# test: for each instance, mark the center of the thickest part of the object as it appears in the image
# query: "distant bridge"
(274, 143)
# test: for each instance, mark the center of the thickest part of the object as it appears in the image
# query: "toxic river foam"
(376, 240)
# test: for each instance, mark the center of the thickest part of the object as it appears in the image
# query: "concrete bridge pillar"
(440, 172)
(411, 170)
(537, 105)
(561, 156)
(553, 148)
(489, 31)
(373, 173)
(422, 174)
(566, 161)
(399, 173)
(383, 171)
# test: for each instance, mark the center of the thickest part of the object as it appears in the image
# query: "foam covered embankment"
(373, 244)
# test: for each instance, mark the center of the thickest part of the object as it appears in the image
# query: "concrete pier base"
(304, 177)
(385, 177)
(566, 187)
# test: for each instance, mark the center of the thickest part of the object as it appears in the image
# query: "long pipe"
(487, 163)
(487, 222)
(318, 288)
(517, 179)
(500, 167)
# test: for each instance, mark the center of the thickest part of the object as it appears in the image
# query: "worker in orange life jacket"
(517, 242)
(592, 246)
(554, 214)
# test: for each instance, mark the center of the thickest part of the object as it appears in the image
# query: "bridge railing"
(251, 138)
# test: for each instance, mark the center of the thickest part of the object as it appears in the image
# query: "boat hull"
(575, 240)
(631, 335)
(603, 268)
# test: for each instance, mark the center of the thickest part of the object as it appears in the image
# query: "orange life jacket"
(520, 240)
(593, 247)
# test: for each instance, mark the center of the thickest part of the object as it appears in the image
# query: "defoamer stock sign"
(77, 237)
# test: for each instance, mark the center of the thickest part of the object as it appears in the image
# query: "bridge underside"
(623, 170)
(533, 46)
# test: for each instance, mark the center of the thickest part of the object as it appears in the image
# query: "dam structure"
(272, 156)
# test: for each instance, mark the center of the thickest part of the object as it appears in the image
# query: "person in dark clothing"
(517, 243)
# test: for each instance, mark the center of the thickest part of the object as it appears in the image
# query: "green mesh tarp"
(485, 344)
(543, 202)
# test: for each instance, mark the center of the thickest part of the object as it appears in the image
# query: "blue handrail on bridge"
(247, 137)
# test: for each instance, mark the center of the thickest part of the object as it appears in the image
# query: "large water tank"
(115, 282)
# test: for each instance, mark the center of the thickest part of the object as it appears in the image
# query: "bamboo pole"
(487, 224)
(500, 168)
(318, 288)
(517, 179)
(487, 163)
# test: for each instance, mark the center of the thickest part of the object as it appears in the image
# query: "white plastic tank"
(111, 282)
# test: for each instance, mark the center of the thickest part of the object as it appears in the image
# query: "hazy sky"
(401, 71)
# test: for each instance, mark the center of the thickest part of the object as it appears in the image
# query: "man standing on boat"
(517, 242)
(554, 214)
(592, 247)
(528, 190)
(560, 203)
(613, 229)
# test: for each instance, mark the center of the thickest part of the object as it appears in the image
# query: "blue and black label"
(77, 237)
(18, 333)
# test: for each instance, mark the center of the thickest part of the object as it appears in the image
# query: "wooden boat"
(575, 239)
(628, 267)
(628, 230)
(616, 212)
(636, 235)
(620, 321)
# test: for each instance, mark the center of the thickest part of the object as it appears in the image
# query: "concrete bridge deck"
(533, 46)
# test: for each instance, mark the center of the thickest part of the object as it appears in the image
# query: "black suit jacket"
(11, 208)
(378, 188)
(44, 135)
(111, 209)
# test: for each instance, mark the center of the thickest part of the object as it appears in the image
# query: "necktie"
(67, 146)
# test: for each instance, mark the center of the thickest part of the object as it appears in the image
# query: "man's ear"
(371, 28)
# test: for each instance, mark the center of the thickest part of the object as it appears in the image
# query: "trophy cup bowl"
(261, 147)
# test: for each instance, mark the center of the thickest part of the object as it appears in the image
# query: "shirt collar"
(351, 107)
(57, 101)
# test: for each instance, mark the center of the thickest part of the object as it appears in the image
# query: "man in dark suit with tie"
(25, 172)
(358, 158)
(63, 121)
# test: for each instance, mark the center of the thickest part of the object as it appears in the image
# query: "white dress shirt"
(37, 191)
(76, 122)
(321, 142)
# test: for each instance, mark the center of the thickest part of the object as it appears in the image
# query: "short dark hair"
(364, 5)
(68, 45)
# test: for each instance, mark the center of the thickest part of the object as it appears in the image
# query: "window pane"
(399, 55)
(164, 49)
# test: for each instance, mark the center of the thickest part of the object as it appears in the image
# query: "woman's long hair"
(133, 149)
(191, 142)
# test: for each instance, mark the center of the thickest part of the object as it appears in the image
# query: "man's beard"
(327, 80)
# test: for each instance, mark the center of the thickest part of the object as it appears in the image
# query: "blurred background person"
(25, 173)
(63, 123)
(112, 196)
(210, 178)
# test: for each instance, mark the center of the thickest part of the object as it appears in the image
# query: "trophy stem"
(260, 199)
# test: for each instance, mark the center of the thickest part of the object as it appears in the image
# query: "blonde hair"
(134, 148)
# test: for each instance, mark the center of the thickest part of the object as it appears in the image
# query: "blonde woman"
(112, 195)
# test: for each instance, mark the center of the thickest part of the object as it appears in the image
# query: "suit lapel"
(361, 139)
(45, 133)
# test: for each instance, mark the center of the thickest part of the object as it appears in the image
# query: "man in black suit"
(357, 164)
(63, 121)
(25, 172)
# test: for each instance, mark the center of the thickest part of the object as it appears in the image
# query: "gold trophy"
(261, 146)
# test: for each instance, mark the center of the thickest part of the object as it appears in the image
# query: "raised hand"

_YOUR INSTRUCTIONS_.
Every record shown above should be written out again exactly.

_RESULT OF THIS EXERCISE_.
# test: for each instance, mark the center of the thickest part of the object as it appears in the image
# query: "distant bridge"
(274, 143)
# test: for each instance, mark the center of the thickest part of the object as it appears in the image
# query: "toxic river foam"
(376, 240)
# test: for each instance, mark the center of the thickest part of the object as it appears in the image
# query: "concrete bridge pillar"
(440, 172)
(411, 170)
(537, 105)
(561, 156)
(553, 148)
(489, 31)
(373, 173)
(422, 174)
(566, 161)
(399, 173)
(383, 171)
# test: for each instance, mark the center of the thickest part of the object as it appears in the image
# query: "foam covered embankment"
(373, 244)
# test: for each instance, mark the center of the thickest part of the object as it appears in the image
# query: "concrete pier base"
(304, 177)
(385, 177)
(566, 187)
# test: for each instance, mark the center of the thickest part of the object as it appears in the image
# query: "long pipe"
(487, 163)
(487, 222)
(318, 288)
(517, 179)
(500, 167)
# test: for each instance, mark the center of the thickest part of the object as it appears in the image
# query: "worker in orange life jacket"
(517, 242)
(592, 246)
(554, 214)
# test: for each instance, mark the center of the thickest part of the object as it appears in the image
# query: "bridge railing"
(251, 138)
# test: for each instance, mark the center of the thickest part of the object as it appears in the image
# query: "boat hull"
(575, 240)
(631, 335)
(603, 268)
# test: for each instance, mark the center of the thickest part of the object as it appears in the image
# query: "orange life jacket"
(520, 240)
(593, 247)
# test: for each instance, mark the center of the thickest part of the object as it appears in the image
# query: "defoamer stock sign"
(77, 237)
# test: for each instance, mark the center of the thickest part of the object as it appears in the image
# query: "bridge underside"
(623, 170)
(533, 46)
# test: for each instance, mark the center of the thickest part of the object as it appears in the image
# query: "dam structure"
(272, 156)
# test: for each instance, mark the center of the thickest part of the object as it appears in the image
# query: "person in dark clothing"
(517, 243)
# test: for each instance, mark the center of the thickest part of the object as it appears in the image
# query: "green mesh tarp"
(485, 344)
(543, 202)
# test: for each instance, mark the center of the thickest part of the object as it appears in the image
# query: "blue handrail on bridge"
(247, 137)
# test: for each instance, mark the center of the thickest part of the object as it appears in the image
# query: "large water tank"
(115, 282)
# test: for each instance, mark the center of the thickest part of the object as it appears in the image
# query: "bamboo pole"
(487, 224)
(500, 168)
(318, 288)
(517, 179)
(487, 163)
# test: for each instance, mark the center of the thickest part of the object as it appears in the image
# query: "white plastic tank"
(111, 282)
# test: for each instance, mark the center of the thickest part of the object as it appears in the image
# query: "hazy sky"
(401, 71)
# test: for each instance, mark the center of the thickest part of the object as it appears in the image
# query: "man standing on boat"
(517, 242)
(554, 214)
(592, 247)
(528, 190)
(560, 203)
(613, 229)
# test: for each instance, mark the center of the thickest part of the object as it appears in the image
# query: "blue and black label"
(77, 237)
(18, 333)
# test: for each instance, mark the center of the thickest part of the object as it appears in the image
# query: "wooden boat"
(575, 239)
(628, 267)
(628, 230)
(616, 212)
(636, 235)
(620, 321)
# test: for each instance, mark the center of the thickest part of the object as it appears in the image
# query: "concrete bridge deck"
(533, 46)
# test: for each instance, mark the center of the thickest part of the object as it appears in the image
# query: "black suit jacket"
(11, 208)
(378, 188)
(44, 135)
(111, 209)
# test: for each instance, mark the center of the thickest part of the object as it appears in the image
# query: "necktie"
(67, 146)
# test: for each instance, mark the center of the thickest part of the object as it appears in the image
# query: "man's ear"
(371, 28)
# test: for each instance, mark the center of the thickest part of the object as it appears in the image
# query: "trophy cup bowl"
(261, 147)
# test: for each instance, mark the center of the thickest part of the object as it appears in the image
# query: "shirt collar"
(351, 107)
(57, 101)
# test: for each instance, mark the center of the thickest part of the object as it appears in the image
# query: "man in dark suit with tie"
(25, 172)
(358, 158)
(63, 121)
# test: for each instance, mark the center of the thickest part of the object as it appears in the image
# query: "white dress shirt"
(37, 191)
(76, 122)
(321, 142)
# test: for each instance, mark the center of the thickest part of the object as it appears in the image
# query: "short dark hair"
(364, 5)
(68, 45)
# test: for each instance, mark the center of the thickest part of the object as it appears in the image
# query: "window pane"
(399, 55)
(164, 49)
# test: for each instance, mark the center of the thickest part of the object as it appears in the image
# query: "woman's long hair"
(133, 149)
(191, 142)
# test: for each instance, mark the center of the thickest part of the object as it appears in the image
# query: "man's beard"
(327, 80)
# test: for each instance, mark the center of the thickest part of the object as it appears in the image
# query: "blurred background person"
(25, 173)
(63, 123)
(112, 196)
(210, 178)
# test: for each instance, mark the center of the thickest part of the object as it appears in the image
# query: "trophy stem"
(260, 199)
# test: for each instance, mark the center of the thickest part of the object as it appears in the image
# query: "blonde hair"
(134, 148)
# test: for each instance, mark the center of the thickest part of the object as it appears in the image
# query: "blonde woman"
(112, 195)
# test: for each instance, mark the center of the thickest part of the object as it appears in the image
# query: "suit lapel"
(361, 139)
(45, 133)
# test: for each instance, mark the center of the thickest part of the object as it appears in the image
# query: "man in black suit"
(357, 164)
(63, 121)
(25, 172)
# test: for each instance, mark the center of the thickest part of the object as it appears in the image
# query: "gold trophy"
(261, 146)
# test: for each instance, mark the center of the thickest part of the object as it appears in the image
# query: "raised hand"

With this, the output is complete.